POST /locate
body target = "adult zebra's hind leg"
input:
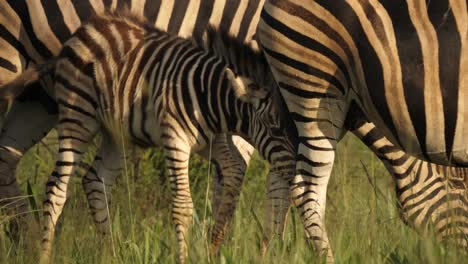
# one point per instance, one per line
(177, 155)
(26, 124)
(99, 179)
(75, 133)
(309, 187)
(276, 208)
(428, 194)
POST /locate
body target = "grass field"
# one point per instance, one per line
(362, 218)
━━━
### [Prompt]
What this calls for is the material above set down exactly, pictures excluded.

### [Response to this task]
POST /locate
body target = "adult zebra's hind leg"
input:
# one point per instance, one per line
(177, 155)
(26, 124)
(99, 179)
(75, 133)
(309, 187)
(276, 208)
(428, 194)
POST /locate
body target = "grass field"
# one point per instance, one per line
(362, 218)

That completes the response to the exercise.